# TEXT FOR ANALYSIS
<<<<
The troop ship's stern was engulfed in flame and smoke and she sank in three minutes. As the convoy's merchant ships scattered for safety, Paladin lowered boats to rescue survivors and Petard released depth charges. The troop ship had sunk too quickly to launch any lifeboats, but her Carley floats floated free and some survivors were able to board them.

After three patterned releases I-27 was forced to the surface. The two destroyers engaged her with their 4 in QF Mk 5 main guns and Paladin moved to ram her, but as a Type B1 submarine, she was considerably larger than the destroyer so Petard signalled Paladin to abort the manoeuvre. Paladin therefore took avoiding action but too late, and I-27s hydroplane tore a 15 ft gash in Paladins hull.
>>>>
# DATA UNDER STUDY
<<<<
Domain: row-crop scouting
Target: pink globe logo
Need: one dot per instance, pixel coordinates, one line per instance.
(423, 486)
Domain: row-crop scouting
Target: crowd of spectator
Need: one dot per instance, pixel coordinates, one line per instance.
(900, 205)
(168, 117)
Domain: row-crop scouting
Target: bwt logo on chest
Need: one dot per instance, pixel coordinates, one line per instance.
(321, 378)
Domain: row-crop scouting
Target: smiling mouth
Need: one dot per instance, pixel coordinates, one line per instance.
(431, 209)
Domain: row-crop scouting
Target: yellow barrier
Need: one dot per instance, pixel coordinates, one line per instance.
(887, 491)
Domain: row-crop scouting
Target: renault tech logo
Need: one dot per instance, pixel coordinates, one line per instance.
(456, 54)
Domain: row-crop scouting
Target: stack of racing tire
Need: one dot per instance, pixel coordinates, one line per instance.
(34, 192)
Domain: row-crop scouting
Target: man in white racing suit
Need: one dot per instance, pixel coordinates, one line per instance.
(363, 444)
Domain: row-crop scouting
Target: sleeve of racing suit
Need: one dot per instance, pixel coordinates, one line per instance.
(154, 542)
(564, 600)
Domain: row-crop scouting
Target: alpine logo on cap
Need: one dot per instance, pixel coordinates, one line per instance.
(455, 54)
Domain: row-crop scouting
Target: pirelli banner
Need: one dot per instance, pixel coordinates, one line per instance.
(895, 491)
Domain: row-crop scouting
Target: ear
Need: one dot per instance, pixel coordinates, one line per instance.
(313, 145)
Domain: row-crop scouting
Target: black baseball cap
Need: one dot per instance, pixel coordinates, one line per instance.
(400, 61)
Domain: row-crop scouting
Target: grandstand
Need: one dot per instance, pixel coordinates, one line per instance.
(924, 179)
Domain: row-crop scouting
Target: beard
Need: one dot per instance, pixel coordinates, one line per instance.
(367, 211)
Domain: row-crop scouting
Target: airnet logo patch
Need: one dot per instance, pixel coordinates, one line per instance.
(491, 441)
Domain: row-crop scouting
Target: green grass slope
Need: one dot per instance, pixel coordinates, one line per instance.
>>>>
Can you write the next part of the passage about the destroyers Petard and Paladin and the submarine I-27, starting right after its last sentence? Ignore the material for this exercise.

# EXPECTED ANSWER
I-27 submerged again and took refuge beneath the survivors. The destruction of a submarine that might sink more ships took precedence over the lives of survivors, so with Paladin out of action Petard resumed the attack with first depth charges, then 4-inch shellfire and finally 21 in Mk IX torpedoes. The depth charge fuses had to be set to detonate at the most shallow depth, and they killed or wounded many people who had survived the initial sinking. The seventh torpedo finally destroyed I-27, sinking her with all hands. The battle had lasted two and a half hours.

Of 1,511 people aboard Khedive Ismail, only 208 men and 6 women survived the sinking and subsequent battle. 1,220 men and 77 women were killed. The sinking was the third largest loss of life from Allied shipping in World War II and the largest loss of servicewomen in the history of the Commonwealth of Nations.